* [Objectif de l'exercice] Transcrivez fidèlement le passage du texte sur la distribution des longs métrages au Canada, depuis « Il est indiscutable » jusqu'à « genre de films. ».

Il est indiscutable que nous avons au Canada énormément de difficulté à distribuer nos longs métrages. C'est un problème à facettes multiples. D'abord, nous en produisons relativement peu, et il est difficile de se faire connaître quand le volume n'y est pas. En outre, presque tous nos films sont produits à partir de budgets très modestes. Les films à petits budgets, peu importe qui les produit, seraient-ce les studios d'Hollywood, pénètrent difficilement dans les cinémas, car le public y est habitué aux effets spéciaux spectaculaires et à l'action, et les films de ce genre sont extrêmement coûteux à produire. Nous ne sommes pas un joueur de taille dans ce domaine, nous n'avons pas les fonds voulus, à moins d'aller chercher le financement auprès d'investisseurs étrangers pour produire essentiellement ce genre de films.
Je pourrais passer la journée à vous parler du problème que posent les longs métrages, qui est bien différent de celui des productions pour la télévision ou des productions pour l'Internet. Nous pouvons produire des films pour la télévision parce qu'ils ne sont pas axés sur les effets spéciaux, ce qui exige des budgets énormes, et que nous savons où les distribuer. C'est d'ailleurs ce qui explique, en fait, que nos sociétés de production indépendantes qui connaissent le plus de succès ne font plus de longs métrages et produisent maintenant pour la télévision. C'est dans le secteur de la télévision qu'il est intéressant de faire des affaires.
Le sénateur Spivak: Même dans le domaine de la télévision, il est moins coûteux d'acheter des productions américaines repiquées que de présenter des productions canadiennes. D'après ce qui est ressorti des audiences précédentes, les télédiffuseurs privés ne respectent pas les exigences du CRTC à cet égard.
Je ne sais pas comment les choses vont se passer sur l'Internet, mais avez-vous d'autres suggestions ou d'autres idées au sujet de la production télévisuelle?

* [Données présentées]
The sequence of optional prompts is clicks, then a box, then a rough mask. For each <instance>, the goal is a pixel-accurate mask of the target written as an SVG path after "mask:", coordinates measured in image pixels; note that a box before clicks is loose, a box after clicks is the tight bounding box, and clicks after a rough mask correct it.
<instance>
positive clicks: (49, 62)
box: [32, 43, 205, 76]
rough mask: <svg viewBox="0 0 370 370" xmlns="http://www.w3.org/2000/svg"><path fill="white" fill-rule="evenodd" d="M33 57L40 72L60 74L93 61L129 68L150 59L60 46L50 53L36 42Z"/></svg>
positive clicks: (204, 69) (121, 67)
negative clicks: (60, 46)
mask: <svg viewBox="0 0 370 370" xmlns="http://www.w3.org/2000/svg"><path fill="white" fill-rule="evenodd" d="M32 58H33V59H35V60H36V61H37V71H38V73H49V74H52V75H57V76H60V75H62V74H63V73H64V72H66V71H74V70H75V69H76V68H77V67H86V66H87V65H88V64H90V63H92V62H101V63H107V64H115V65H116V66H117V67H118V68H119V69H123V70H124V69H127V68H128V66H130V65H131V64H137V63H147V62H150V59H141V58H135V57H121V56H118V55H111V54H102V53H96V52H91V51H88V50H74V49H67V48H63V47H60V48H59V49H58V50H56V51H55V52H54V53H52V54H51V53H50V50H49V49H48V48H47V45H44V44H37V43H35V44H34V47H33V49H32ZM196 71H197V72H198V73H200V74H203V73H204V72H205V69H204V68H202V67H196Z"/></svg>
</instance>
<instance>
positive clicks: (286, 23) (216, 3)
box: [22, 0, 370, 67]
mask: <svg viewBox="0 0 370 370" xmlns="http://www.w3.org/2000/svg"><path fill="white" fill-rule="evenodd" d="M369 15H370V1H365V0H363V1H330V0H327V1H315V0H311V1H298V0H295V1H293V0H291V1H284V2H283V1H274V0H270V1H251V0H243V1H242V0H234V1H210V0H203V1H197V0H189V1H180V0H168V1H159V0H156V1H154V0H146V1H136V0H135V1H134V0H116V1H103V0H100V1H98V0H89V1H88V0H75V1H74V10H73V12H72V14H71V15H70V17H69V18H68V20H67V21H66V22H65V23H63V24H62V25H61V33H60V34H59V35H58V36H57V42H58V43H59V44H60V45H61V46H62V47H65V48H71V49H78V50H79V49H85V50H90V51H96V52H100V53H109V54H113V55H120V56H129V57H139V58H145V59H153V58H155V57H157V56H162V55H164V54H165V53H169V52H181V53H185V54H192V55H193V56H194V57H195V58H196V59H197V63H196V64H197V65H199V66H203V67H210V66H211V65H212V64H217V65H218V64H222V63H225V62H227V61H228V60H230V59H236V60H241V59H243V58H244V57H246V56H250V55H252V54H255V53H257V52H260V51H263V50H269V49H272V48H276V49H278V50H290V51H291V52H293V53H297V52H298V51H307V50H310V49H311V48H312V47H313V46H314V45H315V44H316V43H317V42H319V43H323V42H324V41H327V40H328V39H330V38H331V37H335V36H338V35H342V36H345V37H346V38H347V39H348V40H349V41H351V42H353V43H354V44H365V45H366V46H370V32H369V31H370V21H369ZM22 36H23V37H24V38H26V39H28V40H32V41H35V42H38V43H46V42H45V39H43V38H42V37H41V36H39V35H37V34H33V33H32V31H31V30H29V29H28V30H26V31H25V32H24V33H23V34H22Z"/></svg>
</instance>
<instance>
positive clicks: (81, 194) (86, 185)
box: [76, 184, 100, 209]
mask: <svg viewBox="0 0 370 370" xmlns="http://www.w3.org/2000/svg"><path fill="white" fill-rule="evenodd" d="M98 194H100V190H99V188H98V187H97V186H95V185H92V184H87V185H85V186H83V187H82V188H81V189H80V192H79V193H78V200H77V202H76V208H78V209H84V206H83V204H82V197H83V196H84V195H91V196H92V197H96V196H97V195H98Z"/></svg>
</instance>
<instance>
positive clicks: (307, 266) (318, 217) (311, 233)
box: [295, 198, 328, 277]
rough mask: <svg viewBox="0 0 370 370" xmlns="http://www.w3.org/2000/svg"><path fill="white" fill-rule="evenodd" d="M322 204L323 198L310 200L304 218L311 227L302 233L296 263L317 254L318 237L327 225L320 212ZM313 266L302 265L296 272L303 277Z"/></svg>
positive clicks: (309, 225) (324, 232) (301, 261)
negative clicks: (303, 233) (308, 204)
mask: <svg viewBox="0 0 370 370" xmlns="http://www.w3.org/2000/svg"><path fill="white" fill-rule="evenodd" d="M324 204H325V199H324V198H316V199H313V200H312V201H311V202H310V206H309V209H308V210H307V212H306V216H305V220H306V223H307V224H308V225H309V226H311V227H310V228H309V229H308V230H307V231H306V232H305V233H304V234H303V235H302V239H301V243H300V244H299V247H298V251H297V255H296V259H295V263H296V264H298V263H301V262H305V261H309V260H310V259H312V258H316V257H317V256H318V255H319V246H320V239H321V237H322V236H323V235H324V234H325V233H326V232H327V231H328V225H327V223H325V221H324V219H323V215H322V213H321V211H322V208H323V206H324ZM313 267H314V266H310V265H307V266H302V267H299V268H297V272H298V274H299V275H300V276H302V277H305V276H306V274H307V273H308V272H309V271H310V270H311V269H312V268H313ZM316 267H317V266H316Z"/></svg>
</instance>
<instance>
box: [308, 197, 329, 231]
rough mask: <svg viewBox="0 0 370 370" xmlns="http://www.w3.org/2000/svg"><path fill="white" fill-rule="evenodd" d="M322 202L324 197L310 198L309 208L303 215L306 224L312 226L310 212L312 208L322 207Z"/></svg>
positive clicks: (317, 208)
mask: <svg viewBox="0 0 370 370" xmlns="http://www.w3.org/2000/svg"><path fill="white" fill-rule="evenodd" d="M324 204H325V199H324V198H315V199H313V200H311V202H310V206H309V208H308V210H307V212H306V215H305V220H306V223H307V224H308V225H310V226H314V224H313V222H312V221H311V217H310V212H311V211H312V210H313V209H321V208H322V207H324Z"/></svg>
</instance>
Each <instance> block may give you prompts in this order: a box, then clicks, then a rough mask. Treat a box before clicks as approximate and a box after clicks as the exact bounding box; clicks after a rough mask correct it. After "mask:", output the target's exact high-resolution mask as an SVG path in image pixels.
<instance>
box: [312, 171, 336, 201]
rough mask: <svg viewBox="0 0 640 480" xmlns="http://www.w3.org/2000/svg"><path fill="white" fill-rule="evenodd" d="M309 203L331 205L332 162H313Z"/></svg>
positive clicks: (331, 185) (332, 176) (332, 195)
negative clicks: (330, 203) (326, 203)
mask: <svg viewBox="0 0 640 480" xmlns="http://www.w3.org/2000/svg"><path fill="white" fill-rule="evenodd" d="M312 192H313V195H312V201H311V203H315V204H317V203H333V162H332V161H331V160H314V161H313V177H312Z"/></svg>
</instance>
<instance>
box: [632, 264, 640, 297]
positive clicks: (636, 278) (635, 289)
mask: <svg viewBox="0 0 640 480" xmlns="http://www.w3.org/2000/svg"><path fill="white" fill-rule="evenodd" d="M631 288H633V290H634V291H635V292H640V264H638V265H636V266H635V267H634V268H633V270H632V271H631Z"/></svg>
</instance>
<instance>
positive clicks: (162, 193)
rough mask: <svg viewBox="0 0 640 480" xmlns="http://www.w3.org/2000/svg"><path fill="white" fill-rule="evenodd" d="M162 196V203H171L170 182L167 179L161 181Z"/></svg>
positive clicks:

* [Réponse attendue]
Il est indiscutable que nous avons au Canada énormément de difficulté à distribuer nos longs métrages. C'est un problème à facettes multiples. D'abord, nous en produisons relativement peu, et il est difficile de se faire connaître quand le volume n'y est pas. En outre, presque tous nos films sont produits à partir de budgets très modestes. Les films à petits budgets, peu importe qui les produit, seraient-ce les studios d'Hollywood, pénètrent difficilement dans les cinémas, car le public y est habitué aux effets spéciaux spectaculaires et à l'action, et les films de ce genre sont extrêmement coûteux à produire. Nous ne sommes pas un joueur de taille dans ce domaine, nous n'avons pas les fonds voulus, à moins d'aller chercher le financement auprès d'investisseurs étrangers pour produire essentiellement ce genre de films.